▶ [SUPPLIED TEXT]:
=====
Hospital Disease Index: A numerically sequenced list of diseases and conditions diagnosed in hospital patients. Diseases and conditions identified in patient medical records are coded using a standard classification system such as I.C.D.-9-C.M. or C.P.T. (Current Procedural Terminology). The disease index, compiled from these codes, is a casefinding source for the cancer registry.

e-Prescriptions: e-Prescribing is the process of prescribing medication using a computerized physician order entry system linked with clinical decision support that can send prescriptions or prescription-related information to pharmacies electronically.

Diagnostic Imaging: Independent healthcare facilities whose clients may include physician and clinic practices as well as hospitals. They create images of body organs and structures for the purposes of diagnosing disease, evaluating disease progression, and monitoring the effects of treatment. Imaging information generally is provided to central cancer registries through reporting procedures established with physician offices and treatment facilities.
=====
▶ [PROVIDED INFORMATION]:
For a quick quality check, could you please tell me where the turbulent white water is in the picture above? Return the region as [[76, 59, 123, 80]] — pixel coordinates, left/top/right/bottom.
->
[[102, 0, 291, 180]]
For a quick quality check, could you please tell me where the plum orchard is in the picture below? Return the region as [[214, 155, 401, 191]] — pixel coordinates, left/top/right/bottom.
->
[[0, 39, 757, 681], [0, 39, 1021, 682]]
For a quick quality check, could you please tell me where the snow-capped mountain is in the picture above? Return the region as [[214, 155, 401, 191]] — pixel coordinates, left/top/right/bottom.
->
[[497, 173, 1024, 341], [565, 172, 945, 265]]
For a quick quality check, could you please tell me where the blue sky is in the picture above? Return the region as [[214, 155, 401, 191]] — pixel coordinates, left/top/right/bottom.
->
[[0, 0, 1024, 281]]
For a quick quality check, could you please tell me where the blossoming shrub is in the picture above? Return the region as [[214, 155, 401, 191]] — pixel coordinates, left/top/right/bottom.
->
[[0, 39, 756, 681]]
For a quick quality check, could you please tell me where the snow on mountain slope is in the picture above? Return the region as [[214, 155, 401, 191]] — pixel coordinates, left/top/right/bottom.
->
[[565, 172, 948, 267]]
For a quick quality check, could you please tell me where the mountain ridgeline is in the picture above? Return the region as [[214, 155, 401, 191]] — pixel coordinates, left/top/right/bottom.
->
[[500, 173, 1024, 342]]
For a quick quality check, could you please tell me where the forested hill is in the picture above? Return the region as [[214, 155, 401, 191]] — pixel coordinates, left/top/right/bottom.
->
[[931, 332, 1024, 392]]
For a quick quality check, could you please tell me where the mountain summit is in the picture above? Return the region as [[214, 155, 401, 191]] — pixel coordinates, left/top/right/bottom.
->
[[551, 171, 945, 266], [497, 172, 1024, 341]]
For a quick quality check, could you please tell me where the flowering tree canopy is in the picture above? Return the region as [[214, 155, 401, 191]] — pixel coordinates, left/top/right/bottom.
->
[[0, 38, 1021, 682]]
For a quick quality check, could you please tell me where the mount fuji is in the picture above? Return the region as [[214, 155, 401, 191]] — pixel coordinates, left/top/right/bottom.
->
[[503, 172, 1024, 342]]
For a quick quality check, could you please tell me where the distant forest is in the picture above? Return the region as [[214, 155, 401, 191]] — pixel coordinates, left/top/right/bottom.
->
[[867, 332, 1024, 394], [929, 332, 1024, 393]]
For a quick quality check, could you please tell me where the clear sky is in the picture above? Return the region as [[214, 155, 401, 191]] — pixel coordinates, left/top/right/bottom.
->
=====
▶ [TASKS TO PERFORM]:
[1] Using the glossary, decide whether each statement agrees with it. Answer yes or no for each, and quote the exact words that settle it.
(a) The hospital disease index is compiled from codes assigned to diseases and conditions.
(b) e-Prescribing relies on an order entry system that has no link to clinical decision support.
(c) The clients of diagnostic imaging facilities are limited to hospitals.
[2] According to the glossary, how is imaging information generally provided to central cancer registries?

▶ [SOLVED PROBLEMS]:
[1]
(a) Yes: "The disease index, compiled from these codes, is a casefinding source for the cancer registry."
(b) No: "a computerized physician order entry system linked with clinical decision support"
(c) No: "whose clients may include physician and clinic practices as well as hospitals"

[2] It is generally provided through reporting procedures established with physician offices and treatment facilities.